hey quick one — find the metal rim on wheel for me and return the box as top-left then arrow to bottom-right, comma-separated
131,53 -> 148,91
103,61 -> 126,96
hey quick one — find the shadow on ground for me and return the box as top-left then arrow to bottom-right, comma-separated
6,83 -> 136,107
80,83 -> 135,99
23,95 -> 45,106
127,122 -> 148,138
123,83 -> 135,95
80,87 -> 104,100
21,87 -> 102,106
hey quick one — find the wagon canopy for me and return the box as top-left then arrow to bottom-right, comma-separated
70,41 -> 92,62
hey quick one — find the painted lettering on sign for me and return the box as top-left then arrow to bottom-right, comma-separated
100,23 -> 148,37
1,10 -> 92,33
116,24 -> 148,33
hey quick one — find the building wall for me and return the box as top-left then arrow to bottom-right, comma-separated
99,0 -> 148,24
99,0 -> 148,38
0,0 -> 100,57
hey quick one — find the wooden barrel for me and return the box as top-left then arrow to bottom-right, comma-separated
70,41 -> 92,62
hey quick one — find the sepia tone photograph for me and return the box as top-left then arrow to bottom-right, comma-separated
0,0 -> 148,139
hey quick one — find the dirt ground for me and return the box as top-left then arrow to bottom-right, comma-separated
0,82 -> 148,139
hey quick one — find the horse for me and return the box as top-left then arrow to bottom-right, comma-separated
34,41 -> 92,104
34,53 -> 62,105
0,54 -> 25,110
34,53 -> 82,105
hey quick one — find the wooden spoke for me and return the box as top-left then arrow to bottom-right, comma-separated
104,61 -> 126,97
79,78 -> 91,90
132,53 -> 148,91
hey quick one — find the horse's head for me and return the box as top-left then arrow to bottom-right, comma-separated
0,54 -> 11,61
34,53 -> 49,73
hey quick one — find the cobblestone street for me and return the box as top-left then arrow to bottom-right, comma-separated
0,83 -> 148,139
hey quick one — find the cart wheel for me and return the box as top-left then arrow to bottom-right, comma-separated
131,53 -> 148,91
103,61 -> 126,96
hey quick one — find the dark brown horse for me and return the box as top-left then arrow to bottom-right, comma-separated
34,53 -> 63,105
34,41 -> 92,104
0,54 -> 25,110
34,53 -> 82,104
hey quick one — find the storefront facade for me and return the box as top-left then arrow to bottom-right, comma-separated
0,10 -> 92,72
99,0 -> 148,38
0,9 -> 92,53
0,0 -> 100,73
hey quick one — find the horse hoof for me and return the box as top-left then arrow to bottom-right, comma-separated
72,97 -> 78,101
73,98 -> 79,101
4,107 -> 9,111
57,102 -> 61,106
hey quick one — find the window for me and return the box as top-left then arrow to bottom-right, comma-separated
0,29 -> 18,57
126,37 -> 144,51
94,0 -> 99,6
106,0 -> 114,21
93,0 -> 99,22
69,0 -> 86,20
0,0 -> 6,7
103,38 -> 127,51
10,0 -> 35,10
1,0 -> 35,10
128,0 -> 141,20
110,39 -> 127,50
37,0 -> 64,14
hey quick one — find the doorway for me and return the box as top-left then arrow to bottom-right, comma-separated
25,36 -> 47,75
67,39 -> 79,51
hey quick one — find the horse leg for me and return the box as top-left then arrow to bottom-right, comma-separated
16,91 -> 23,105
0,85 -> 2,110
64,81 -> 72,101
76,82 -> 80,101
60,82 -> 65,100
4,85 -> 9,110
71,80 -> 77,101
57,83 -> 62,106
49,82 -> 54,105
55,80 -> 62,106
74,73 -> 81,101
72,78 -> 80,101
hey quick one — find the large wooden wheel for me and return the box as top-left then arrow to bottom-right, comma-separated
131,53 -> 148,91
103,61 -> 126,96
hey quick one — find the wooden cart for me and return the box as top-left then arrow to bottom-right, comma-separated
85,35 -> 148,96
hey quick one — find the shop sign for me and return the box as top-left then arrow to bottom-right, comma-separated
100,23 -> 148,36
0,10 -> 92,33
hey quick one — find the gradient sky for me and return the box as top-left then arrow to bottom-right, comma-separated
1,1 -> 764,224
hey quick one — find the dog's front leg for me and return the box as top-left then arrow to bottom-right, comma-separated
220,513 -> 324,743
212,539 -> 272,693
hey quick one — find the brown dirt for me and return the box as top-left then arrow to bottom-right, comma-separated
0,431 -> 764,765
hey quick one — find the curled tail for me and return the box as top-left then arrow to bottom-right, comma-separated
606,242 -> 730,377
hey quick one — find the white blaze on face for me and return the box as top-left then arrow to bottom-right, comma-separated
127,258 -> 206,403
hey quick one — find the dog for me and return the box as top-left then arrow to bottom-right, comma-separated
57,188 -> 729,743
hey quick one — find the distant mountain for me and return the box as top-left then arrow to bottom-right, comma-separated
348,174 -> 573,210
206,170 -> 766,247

What you need to do:
Write out every entry above, word for word.

Response for this exercise:
hey quick one — find the metal rim on wheel for me and return the box as top-left then arrow to bottom-right, comma-separated
131,53 -> 148,91
103,61 -> 126,96
hey quick one — find the shadow on ground for me and return the box as top-left then arrow to bottom-right, comma-separated
6,83 -> 136,107
80,83 -> 135,99
23,95 -> 45,106
127,122 -> 148,138
123,83 -> 135,95
80,87 -> 104,100
21,87 -> 102,106
hey quick one — find the wagon canopy for me and return the box as top-left then arrow to bottom-right, comma-separated
70,41 -> 92,62
hey quick one — find the painted lettering on sign for me and return the box as top-left then arrow to bottom-right, comma-separated
100,23 -> 148,37
1,10 -> 92,33
116,24 -> 148,33
hey quick one — find the building wall for me and return the box as top-left then arrow to bottom-right, comma-separated
99,0 -> 148,24
99,0 -> 148,38
0,0 -> 100,57
hey quick one — find the wooden barrel for me and return the box as top-left then arrow to bottom-right, comma-separated
70,41 -> 92,62
hey quick one — find the sepia tone photograph for me and return the box as top-left then arrow to bottom-right, comma-separated
0,0 -> 148,139
hey quick one — find the dirt ground for me and return the box as top-left then arrow to bottom-right, comma-separated
0,82 -> 148,139
hey quick one — find the horse for me and return the box as top-left then arrow to bottom-right, comma-separated
34,41 -> 92,104
34,53 -> 62,105
0,54 -> 25,110
34,53 -> 82,105
hey quick one — find the wooden spoke for me and return the box as top-left then arrow to bottom-right, comma-separated
104,61 -> 126,97
79,78 -> 91,90
132,53 -> 148,91
hey quick one — find the horse's head for me and return the box as top-left then arrow to bottom-right, comma-separated
0,54 -> 11,61
34,53 -> 49,73
hey quick one — find the cobblestone street for me and return the box as top-left then arrow to bottom-right, comma-separated
0,83 -> 148,139
hey quick one — find the cart wheel for me and return the box as top-left then arrow to bottom-right, comma-separated
131,53 -> 148,91
103,61 -> 126,96
hey quick one — find the dark brown horse for me and return the box as top-left then arrow to bottom-right, comma-separated
34,53 -> 63,105
34,41 -> 92,104
0,54 -> 25,110
34,53 -> 82,104
hey quick one — find the storefront facade for me and return the box as top-left then arrow to bottom-right, comma-separated
0,10 -> 92,72
99,0 -> 148,38
0,9 -> 92,53
0,0 -> 100,73
hey quick one — find the horse hoof for me and return the box as top-left then arrow to bottom-right, comma-separated
72,97 -> 78,101
73,98 -> 79,101
4,107 -> 9,111
57,102 -> 61,106
hey quick one — find the window for me and return the box as top-left then arrow to bottom-right, comma-separated
0,29 -> 18,57
126,37 -> 144,51
94,0 -> 99,6
106,0 -> 114,21
93,0 -> 99,22
69,0 -> 86,20
0,0 -> 6,7
103,38 -> 127,51
10,0 -> 35,10
1,0 -> 35,10
128,0 -> 141,20
110,39 -> 127,50
37,0 -> 64,14
hey quick one — find the doorway for me and return the box as top-left then arrow to bottom-right, comma-separated
25,36 -> 47,75
67,39 -> 79,51
hey quick one — find the horse leg for me and return the box as top-left then arrow to bottom-right, comma-separated
16,91 -> 23,105
0,85 -> 2,110
64,81 -> 72,101
76,82 -> 80,101
60,82 -> 65,100
4,85 -> 9,110
71,80 -> 77,101
57,83 -> 62,106
49,82 -> 54,105
55,80 -> 62,106
74,73 -> 81,101
72,78 -> 80,101
hey quick one — find the large wooden wheel for me and return the box as top-left then arrow to bottom-right, comma-separated
131,53 -> 148,91
103,61 -> 126,96
hey quick one — find the wooden cart for me and return the box as top-left then arrow to bottom-right, comma-separated
85,35 -> 148,96
hey quick one — find the shop sign for me and return the box as top-left then arrow to bottom-right, comma-separated
100,23 -> 148,36
0,10 -> 92,33
hey quick one — find the gradient sky for me and return the box as top-left then arrow to bottom-right, comma-separated
1,1 -> 764,224
hey quick one — find the dog's front leg for me and return the box as top-left then arrow to bottom-right, comma-separated
220,513 -> 324,743
212,539 -> 272,693
hey quick one — find the brown dirt for me and return the box as top-left then arrow to bottom-right, comma-separated
0,431 -> 764,765
hey quick one — find the curled tail for me and return the box as top-left then arrow to bottom-right, comma-separated
606,242 -> 730,377
hey quick one — find the white blaze on face for me and return the box as top-left then arrow to bottom-right, comma-separated
127,258 -> 206,403
hey quick one — find the dog for me and return the box as top-left then arrow to bottom-right, comma-separated
57,188 -> 729,743
hey quick one — find the distant mountain for me and return the box as top-left then arrow to bottom-right, comma-separated
348,174 -> 573,210
206,170 -> 766,247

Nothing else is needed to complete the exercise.